● Fonte
<<<<

Vem de dentro de Ato Noturno uma espécie de rebeldia do corpo, do tempo, uma irritação com o estado das coisas, uma teimosia a respeito do que vemos e do que podemos e não podemos. Por isso é fácil encontrar nessa desordem criada pelo desejo uma resposta e uma reintegração das imagens ao que os anos 70 trouxeram de reverberação, seja no comportamento, seja na insistência ou seja na arte. O tipo de teatro montado no filme contém uma picardia que foi vista por lá; o tipo de cinema que Felipe e Marcio exploram aqui tem a ver com um flerte à boca do lixo sem perder sua própria identidade; o tipo de fisicalidade exposto aqui tem um quê de referencial ao que aqueles corpos ousaram atingir. É prazeroso encontrar tal resposta nas imagens à tanta caretice que nos assola de maior ou menor maneira, e que precisa ser respondida com inquietação.
O comportamento normativo que é encenado aqui tido como aceito dentro dos códigos sociais, e que o filme a princípio performa aceitação, é cada vez mais exasperante para seus personagens; logo, também o é ao espectador. Se quem encena a obra é mostrado como visivelmente desconfortável com os rumos e não consegue fazer valer sua energia vital em cena, Ato Noturno não pega pela mão do espectador. Pelo contrário, o desafia a sofrer junto com essa opressão canalha que não vem do indivíduo, mas da norma e do moralismo. Em determinado momento, um personagem (negativado, diga-se) declara que “hoje em dia já temos políticos e artistas abertamente homossexuais”; ora bolas, porque então continua sendo difícil amar?
Unido aos ditames ao redor, existe também a dificuldade particular dessa entrega. Não é fácil amar mesmo, não é fácil dedicar-se, não é fácil corresponder ou cobrar correspondência; Ato Noturno também lida com a comodidade natural que o sujeito queer tem com a derrota, com o ‘não’. Paralelo a isso, vemos como é fácil sujeitar-se a modelos de máscaras sociais para estar em convívio, sejam elas inclusive para esconder as escorregadelas de caráter de cada um de nós. Um dos muitos elementos interessantes aqui presentes é não pintar os personagens de uma aura positiva ou negativa; tipo de um lado modelam o outro, e vice-versa com alguma naturalidade. Diante do modelo aceitável, escondemos nossa marginalidade pois temos um jogo a vencer.
O elenco está entregue, mas a direção e o roteiro de Ato Noturno buscam muito mais a performance do que a interpretação, ao que parece. Algo que poderia diferenciar esses dois caminhos talvez vá por uma ordem do físico, do motor externo, da postura, do que entre os canais emocionais de hábito. Acredito que isso também faça parte do jogo corajoso dos seus autores, que situam um teatro de jogo corporal na dinâmica do filme; o sexo é performance, a dança é performance, o conflito é performance. Temos mais em cena o corpo em movimento, e dentro desse lugar cria-se um dispositivo de arranjo emocional; ele nunca esteve em situação de abandono dentro da obra, mas em um lugar de acesso que também é correspondido pelo toque, por uma verdade cênica que inclui o contato físico.
Dentro desse modelo, Henrique Barreira e Cirillo Luna têm mais entrega que Gabriel Faryas, um ator que brinca com suas inseguranças e as deixa expostas, enquanto os outros dois saem-se mais experimentados. Ainda que exista química latente no trio (e que Ivo Müller ofereça toda a ambiguidade necessária para abrigar a quebra do controle), é ainda mais interessante que esses corpos estejam dispostos ao contato, porque Marcio e Felipe moldam o esquema para esse lado. Ato Noturno é, como já dito, uma evolução dos criadores de Beira-Mar e Tinta Bruta, que aqui nos mostra que o aprendizado pode acontecer em uma espécie de ensaio aberto. Assim como a liberdade de expressão sexual é um direito inalienável, seus autores mostram que seu caminho está em processo de molde, e se ainda assim eles já fascinam com sua paixão, não resta ao espectador outra coisa que não trabalhar as ferramentas da ansiedade para com suas próximas obras.

>>>>

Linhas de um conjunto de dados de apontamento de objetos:
<<<<

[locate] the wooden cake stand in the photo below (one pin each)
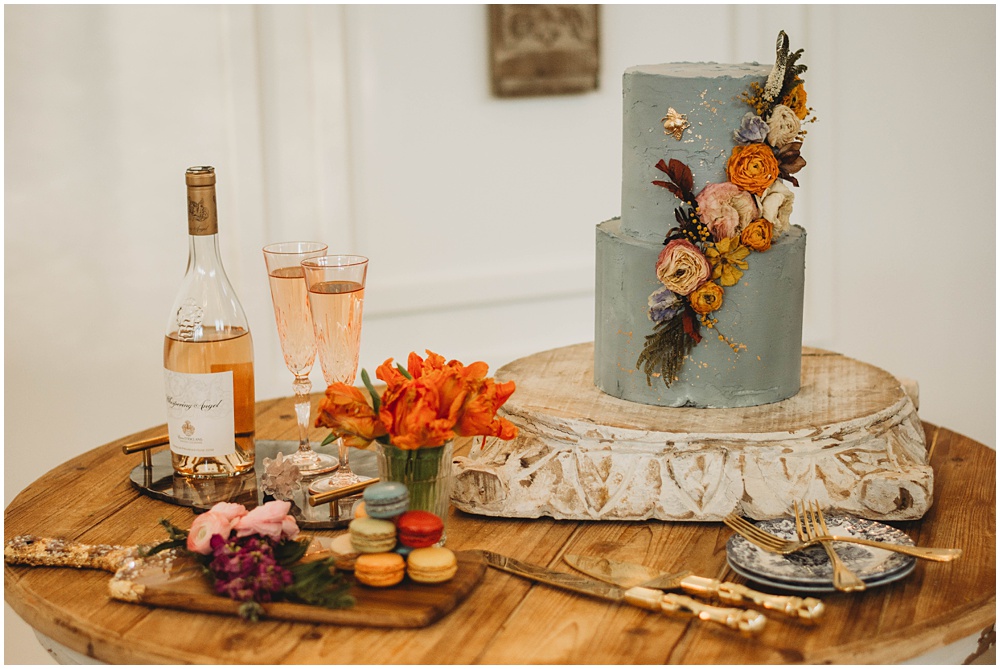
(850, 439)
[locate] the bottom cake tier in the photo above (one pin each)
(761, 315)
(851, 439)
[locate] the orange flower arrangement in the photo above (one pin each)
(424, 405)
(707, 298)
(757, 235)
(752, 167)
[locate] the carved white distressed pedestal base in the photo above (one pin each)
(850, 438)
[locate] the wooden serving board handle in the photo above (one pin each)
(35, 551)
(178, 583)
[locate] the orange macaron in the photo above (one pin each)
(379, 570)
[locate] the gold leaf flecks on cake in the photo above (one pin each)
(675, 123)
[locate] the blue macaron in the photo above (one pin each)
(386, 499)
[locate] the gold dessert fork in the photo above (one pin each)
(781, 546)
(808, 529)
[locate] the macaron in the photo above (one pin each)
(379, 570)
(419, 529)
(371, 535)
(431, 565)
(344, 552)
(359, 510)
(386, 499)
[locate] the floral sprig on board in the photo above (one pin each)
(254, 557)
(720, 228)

>>>>
<<<<

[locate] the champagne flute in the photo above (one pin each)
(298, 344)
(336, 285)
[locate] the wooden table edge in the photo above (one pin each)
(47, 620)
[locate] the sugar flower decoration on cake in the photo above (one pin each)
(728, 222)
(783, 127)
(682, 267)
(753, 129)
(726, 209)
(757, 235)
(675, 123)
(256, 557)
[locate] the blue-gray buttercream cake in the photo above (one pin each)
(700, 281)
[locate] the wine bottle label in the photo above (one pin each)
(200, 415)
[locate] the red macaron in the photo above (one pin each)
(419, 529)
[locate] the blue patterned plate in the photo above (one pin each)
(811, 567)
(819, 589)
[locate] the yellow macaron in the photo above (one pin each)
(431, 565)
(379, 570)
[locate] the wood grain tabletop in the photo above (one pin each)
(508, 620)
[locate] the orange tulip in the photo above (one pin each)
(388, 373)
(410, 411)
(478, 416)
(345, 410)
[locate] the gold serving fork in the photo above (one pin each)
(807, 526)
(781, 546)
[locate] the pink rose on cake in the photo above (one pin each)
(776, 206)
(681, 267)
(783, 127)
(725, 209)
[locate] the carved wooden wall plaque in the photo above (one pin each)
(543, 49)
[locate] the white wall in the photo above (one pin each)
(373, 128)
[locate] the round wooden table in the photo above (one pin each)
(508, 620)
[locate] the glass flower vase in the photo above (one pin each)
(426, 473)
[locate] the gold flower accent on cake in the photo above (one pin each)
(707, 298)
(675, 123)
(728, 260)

>>>>

● Enunciado 1
Liste todos os nomes de pessoas que aparecem no texto sobre o filme Ato Noturno.
● Enunciado 2
Separe e transcreva todas as linhas em que aparece a palavra "macaron".
O texto e as linhas não têm nenhuma relação entre si.

● Resposta esperada 1
Felipe, Marcio, Henrique Barreira, Cirillo Luna, Gabriel Faryas, Ivo Müller

● Resposta esperada 2
[locate] the orange macaron in the photo above (one pin each)
[locate] the blue macaron in the photo above (one pin each)
[locate] the macaron in the photo above (one pin each)
[locate] the red macaron in the photo above (one pin each)
[locate] the yellow macaron in the photo above (one pin each)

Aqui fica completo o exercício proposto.